___ Text passage
# Cutting Osage orange / Hedge in the summer



## Big Donnie Brasco (Apr 29, 2013)

I will get my new (to me) Stihl 036 in 3-4 weeks, and I was just asked if I wanted ALL the osage orange (hedge) I could cut from a friends land. He has HUNDREDS

Can I cut this in the summer? I have read a few things online that lead me to think that in the summer  the sap could gum up my chain?

anyone here have any experience with this?

Thanks a LOT!

Don


----------



## bogydave (Apr 29, 2013)

Sooner it's cut/split /stacked  (CSS) the sooner it's gonna be ready to burn.

Might want to cut some dead standing & get it seasoning ASAP.

What other wood types do you have access to ?

Any wood cut in the summer is heavy  & wet. But after it's split & stacked it'll be
drier than if you wait to cut in the fall.  Has all summer to season.
Hot dry Kansa area, wood should season faster than places up north.

I don't have any experience at all with hedge. But it will be drier if CSS now & seasoned thru summer
than if you wait.
Stack it off the ground,  in single rows, in the sun & wind for the  fastest & best drying. 

Hurry; you might need some burnable wood in 6 or 7 months


----------



## tigeroak (Apr 29, 2013)
______
Exercise | Turn the paragraph of the forum thread that starts "I don't have any experience at all with hedge" into a short bulleted list that keeps its main facts. Base your work only on the forum thread above.
___ Dataset
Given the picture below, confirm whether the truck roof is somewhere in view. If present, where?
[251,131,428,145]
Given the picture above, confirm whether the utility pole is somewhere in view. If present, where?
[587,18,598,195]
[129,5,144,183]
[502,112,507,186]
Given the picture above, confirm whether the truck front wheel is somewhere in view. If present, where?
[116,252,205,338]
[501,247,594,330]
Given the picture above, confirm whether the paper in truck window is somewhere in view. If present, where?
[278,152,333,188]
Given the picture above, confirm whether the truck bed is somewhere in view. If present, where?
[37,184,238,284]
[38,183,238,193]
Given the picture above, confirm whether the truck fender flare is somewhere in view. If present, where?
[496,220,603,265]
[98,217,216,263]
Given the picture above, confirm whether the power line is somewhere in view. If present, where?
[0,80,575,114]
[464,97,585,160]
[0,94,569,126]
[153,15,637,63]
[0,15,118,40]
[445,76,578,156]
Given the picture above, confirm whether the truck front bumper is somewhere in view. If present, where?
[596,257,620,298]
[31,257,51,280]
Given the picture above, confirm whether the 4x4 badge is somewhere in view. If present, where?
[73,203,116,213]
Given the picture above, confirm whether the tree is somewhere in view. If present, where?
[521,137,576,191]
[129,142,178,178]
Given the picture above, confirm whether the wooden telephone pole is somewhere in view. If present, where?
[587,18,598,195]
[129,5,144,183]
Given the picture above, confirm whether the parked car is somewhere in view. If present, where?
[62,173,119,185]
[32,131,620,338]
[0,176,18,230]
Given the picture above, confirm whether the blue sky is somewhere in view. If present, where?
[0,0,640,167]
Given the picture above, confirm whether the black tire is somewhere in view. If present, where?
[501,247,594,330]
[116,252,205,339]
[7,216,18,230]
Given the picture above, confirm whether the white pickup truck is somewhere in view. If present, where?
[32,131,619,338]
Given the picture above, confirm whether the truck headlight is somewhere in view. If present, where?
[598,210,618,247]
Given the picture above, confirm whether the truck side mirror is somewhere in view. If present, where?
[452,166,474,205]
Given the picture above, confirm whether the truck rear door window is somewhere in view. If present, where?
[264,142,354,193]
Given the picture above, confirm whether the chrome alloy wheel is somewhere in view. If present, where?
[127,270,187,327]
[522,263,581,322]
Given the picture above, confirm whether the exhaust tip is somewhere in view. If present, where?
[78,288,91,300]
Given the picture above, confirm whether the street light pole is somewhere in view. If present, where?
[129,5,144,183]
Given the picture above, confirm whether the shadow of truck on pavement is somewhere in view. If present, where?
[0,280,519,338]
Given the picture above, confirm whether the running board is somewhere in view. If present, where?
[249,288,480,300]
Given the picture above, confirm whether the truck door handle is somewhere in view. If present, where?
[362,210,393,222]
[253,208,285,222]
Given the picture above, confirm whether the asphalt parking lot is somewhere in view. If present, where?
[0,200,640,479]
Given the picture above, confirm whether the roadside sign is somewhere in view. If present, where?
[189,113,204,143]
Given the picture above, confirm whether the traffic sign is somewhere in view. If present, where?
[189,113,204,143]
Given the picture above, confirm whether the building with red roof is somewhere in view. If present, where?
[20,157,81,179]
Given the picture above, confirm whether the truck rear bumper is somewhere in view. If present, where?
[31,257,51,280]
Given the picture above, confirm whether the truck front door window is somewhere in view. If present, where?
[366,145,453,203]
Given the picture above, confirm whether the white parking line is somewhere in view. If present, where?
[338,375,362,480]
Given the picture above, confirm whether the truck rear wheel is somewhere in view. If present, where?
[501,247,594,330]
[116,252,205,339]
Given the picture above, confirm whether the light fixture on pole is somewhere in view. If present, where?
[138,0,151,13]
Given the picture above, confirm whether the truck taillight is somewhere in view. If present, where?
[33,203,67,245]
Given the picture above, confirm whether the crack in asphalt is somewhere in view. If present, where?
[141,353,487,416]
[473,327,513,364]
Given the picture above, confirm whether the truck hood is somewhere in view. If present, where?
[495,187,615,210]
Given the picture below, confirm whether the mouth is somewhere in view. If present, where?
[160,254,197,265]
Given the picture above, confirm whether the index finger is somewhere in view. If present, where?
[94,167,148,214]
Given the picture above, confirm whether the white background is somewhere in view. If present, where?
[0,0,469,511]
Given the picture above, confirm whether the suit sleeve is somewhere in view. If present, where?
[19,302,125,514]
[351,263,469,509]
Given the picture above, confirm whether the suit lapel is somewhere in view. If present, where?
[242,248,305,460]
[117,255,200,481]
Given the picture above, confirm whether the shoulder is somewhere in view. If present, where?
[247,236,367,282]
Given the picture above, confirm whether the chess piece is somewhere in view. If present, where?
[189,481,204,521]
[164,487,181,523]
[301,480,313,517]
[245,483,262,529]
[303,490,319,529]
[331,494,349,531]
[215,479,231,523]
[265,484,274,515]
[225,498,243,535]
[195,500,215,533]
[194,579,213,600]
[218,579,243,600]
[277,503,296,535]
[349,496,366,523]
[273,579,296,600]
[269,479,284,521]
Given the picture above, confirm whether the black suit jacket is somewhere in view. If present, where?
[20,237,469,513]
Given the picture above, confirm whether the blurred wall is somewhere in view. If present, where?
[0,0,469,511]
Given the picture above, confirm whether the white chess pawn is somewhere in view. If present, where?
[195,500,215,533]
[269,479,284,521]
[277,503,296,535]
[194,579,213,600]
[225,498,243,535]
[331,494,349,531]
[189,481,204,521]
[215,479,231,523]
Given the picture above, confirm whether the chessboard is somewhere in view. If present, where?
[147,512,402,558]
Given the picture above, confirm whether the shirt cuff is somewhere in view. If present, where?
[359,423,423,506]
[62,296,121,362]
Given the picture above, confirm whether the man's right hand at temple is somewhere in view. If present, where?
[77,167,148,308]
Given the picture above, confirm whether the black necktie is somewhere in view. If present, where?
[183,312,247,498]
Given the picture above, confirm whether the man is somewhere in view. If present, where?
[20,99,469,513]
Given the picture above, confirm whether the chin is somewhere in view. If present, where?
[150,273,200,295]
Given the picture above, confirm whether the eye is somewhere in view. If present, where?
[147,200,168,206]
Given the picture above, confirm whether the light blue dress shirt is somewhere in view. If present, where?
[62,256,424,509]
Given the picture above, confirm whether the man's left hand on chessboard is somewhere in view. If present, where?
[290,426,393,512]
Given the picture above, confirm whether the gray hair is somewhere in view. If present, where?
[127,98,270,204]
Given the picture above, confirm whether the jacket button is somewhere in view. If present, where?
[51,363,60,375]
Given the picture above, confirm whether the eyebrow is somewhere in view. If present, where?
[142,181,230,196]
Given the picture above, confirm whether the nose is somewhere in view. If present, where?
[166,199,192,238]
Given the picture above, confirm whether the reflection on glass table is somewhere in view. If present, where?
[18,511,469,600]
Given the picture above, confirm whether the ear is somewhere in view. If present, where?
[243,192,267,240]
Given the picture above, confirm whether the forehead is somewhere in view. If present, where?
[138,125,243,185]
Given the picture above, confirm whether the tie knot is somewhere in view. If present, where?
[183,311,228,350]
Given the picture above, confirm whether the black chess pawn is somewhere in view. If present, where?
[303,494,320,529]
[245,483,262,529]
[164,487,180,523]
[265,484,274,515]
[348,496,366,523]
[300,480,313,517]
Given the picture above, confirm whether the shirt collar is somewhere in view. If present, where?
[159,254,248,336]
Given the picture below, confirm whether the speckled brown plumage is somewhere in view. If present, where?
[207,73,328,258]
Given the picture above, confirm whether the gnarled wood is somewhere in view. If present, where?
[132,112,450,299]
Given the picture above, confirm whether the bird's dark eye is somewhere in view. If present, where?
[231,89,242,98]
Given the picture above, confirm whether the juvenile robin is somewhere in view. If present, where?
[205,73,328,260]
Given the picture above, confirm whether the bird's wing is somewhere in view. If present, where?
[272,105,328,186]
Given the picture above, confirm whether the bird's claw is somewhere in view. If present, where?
______
The response |
- The writer has no experience with hedge.
- Wood that is cut, split and stacked now and seasoned through the summer will be drier than wood cut later.
- For the fastest and best drying, stack it off the ground in single rows, in the sun and wind.